#### Direction:
Copy out the records word for word from the first line through the line that contains "[145,121,275,260]", including that line, and leave out the pictures.

━━━━━━━━━━━━━━━━━━━━━━━━━━━━━━

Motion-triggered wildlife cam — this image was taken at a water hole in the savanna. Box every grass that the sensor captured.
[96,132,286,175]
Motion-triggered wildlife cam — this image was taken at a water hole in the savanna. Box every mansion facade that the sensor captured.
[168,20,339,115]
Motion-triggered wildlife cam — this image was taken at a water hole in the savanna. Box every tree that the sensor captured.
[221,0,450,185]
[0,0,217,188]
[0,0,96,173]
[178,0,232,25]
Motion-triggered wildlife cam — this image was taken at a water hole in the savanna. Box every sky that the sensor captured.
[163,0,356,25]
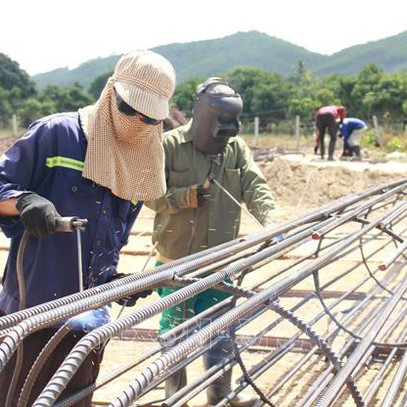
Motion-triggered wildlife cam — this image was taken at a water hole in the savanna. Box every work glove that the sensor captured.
[108,273,153,307]
[16,192,61,238]
[191,185,211,208]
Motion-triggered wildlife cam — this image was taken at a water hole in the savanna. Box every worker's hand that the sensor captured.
[190,185,211,208]
[108,273,153,307]
[16,192,61,237]
[196,185,211,206]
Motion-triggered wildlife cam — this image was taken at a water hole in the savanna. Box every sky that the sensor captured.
[0,0,407,75]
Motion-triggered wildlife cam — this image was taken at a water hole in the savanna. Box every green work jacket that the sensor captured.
[145,121,275,260]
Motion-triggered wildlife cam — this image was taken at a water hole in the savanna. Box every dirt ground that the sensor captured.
[0,154,407,406]
[94,155,407,406]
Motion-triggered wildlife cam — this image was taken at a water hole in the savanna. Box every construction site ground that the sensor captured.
[0,154,407,406]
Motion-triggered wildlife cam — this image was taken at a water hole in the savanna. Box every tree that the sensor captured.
[0,53,37,98]
[171,78,205,116]
[89,71,113,100]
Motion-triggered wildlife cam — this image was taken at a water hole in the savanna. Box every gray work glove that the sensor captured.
[190,185,211,208]
[16,192,61,238]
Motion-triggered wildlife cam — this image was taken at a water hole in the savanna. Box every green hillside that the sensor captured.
[32,55,120,89]
[314,31,407,75]
[32,31,407,89]
[32,31,326,89]
[154,31,326,83]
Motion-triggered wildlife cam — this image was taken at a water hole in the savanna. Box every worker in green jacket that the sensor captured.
[146,78,275,407]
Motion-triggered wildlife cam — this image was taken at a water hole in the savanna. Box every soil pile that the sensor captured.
[259,157,403,209]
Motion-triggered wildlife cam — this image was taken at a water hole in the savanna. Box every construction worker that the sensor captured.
[0,51,175,407]
[341,117,367,160]
[314,106,346,161]
[146,78,275,407]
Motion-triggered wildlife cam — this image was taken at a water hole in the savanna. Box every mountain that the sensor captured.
[313,31,407,75]
[32,31,407,89]
[32,31,326,89]
[32,55,120,89]
[153,31,326,83]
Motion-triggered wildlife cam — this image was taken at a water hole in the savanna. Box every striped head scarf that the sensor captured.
[79,51,175,201]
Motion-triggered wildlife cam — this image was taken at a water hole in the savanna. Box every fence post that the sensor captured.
[254,116,259,146]
[295,115,300,152]
[11,113,18,137]
[373,116,382,148]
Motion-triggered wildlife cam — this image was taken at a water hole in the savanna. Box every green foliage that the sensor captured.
[386,136,405,153]
[0,53,37,98]
[89,71,113,100]
[171,78,205,116]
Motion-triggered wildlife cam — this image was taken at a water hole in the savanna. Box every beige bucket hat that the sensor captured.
[79,50,175,201]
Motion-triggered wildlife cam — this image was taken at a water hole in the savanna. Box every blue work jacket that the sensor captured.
[0,113,143,314]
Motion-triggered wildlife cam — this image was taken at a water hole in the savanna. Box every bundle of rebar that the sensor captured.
[0,179,407,407]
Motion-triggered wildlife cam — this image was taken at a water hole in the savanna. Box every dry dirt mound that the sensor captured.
[259,157,404,209]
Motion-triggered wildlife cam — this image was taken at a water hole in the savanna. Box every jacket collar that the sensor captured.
[180,119,236,144]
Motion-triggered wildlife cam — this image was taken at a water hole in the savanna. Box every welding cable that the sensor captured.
[0,214,344,376]
[15,201,407,405]
[5,231,29,407]
[0,179,407,335]
[17,321,75,407]
[34,265,286,406]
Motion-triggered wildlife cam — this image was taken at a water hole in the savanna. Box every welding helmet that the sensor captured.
[191,78,243,155]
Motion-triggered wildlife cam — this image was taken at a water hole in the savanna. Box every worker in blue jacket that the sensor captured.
[0,51,175,407]
[340,117,367,160]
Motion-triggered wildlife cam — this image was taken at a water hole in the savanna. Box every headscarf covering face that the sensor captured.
[79,51,175,201]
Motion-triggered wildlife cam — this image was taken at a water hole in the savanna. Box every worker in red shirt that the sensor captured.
[314,106,346,161]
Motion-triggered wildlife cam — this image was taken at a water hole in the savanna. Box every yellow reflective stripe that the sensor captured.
[46,156,85,171]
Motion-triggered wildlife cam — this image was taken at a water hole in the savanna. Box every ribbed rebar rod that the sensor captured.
[0,179,407,332]
[0,219,344,371]
[382,332,407,407]
[316,270,407,407]
[363,325,407,405]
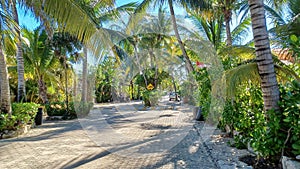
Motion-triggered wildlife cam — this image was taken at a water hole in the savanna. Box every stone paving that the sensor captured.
[0,100,251,169]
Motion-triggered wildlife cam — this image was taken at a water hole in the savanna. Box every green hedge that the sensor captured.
[220,81,300,160]
[45,102,93,119]
[0,103,40,133]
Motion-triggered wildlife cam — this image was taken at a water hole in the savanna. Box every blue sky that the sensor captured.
[18,0,185,30]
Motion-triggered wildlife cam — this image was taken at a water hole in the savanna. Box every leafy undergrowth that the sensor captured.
[239,155,282,169]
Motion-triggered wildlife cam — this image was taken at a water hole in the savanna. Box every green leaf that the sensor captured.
[290,35,298,42]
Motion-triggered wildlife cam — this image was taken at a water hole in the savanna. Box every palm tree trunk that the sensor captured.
[81,47,88,102]
[248,0,279,111]
[133,42,148,87]
[12,1,26,102]
[168,0,194,73]
[0,46,12,115]
[224,10,232,46]
[63,55,69,114]
[38,76,48,104]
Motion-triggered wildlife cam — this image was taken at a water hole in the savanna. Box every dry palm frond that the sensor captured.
[220,63,300,98]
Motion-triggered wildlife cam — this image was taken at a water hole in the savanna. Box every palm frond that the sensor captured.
[231,17,251,44]
[264,5,285,25]
[219,45,256,60]
[220,62,300,98]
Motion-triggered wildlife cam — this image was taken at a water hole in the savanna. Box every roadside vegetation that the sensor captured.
[0,0,300,167]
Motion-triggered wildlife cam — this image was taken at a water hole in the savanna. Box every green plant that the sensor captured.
[74,102,94,118]
[0,103,40,134]
[193,69,211,117]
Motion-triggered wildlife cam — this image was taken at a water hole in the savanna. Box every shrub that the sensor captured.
[220,81,300,161]
[0,103,40,134]
[45,102,93,119]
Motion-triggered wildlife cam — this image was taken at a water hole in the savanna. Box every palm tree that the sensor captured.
[11,0,26,102]
[0,43,11,114]
[0,1,15,115]
[129,0,194,73]
[248,0,279,111]
[22,27,59,103]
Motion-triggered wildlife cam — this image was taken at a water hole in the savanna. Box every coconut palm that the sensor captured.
[0,1,15,114]
[22,27,59,103]
[10,0,26,102]
[248,0,279,111]
[127,0,194,73]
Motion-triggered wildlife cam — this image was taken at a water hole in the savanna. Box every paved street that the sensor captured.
[0,96,253,169]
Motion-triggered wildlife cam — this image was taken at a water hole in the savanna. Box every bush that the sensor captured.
[45,102,93,119]
[72,102,94,117]
[45,102,74,116]
[220,81,300,161]
[0,103,40,134]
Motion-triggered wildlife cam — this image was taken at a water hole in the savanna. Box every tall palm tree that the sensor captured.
[168,0,194,73]
[248,0,279,111]
[0,1,15,115]
[129,0,194,73]
[10,0,26,102]
[22,27,59,103]
[0,43,11,114]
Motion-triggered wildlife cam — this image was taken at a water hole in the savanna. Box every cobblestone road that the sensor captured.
[0,100,250,169]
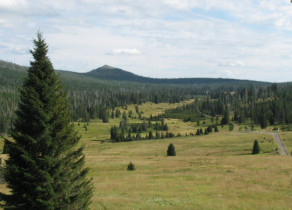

━━━━━━━━━━━━━━━━━━━━━━━━━━━━━━

#### Solution:
Motion-triggered wildlife cam — this image was taken at a water hole in the savanna. Box every grass that the sensor captured.
[96,132,286,175]
Motion-triggered wildlife cam — this image was taken at a water hole in the savanna. Box every mansion facade that the sensor captured.
[168,20,339,115]
Motion-triggered wildlife cam — this image was taken at a water hole in the savanna. Box every tree that the sensor captured.
[221,0,450,185]
[0,0,217,188]
[0,0,96,173]
[178,0,232,25]
Motion-triggered wildlife cam — this image was taken at a water hole in the savanna. Box every sky that the sensor captured.
[163,0,356,25]
Motion-triggered wildlife cam — this image was taken at a water hole in the savanna. Box every work glove that the sensor captured.
[108,273,153,307]
[16,192,61,238]
[191,185,211,208]
Motion-triggered wildlife cam — this image was taken at a water hole in the savanna. Box every worker's hand that the sensor captured.
[190,185,211,208]
[108,273,153,307]
[16,192,61,237]
[196,185,211,206]
Motion-triggered wildlife cam — this image was taken at a water hole in the savanna. Box every sky that the sensor captured.
[0,0,407,75]
Motion-triggered wildlife cam — this image was taken at a water hole in the savanna. Box every green work jacket that the sensor captured.
[145,121,275,260]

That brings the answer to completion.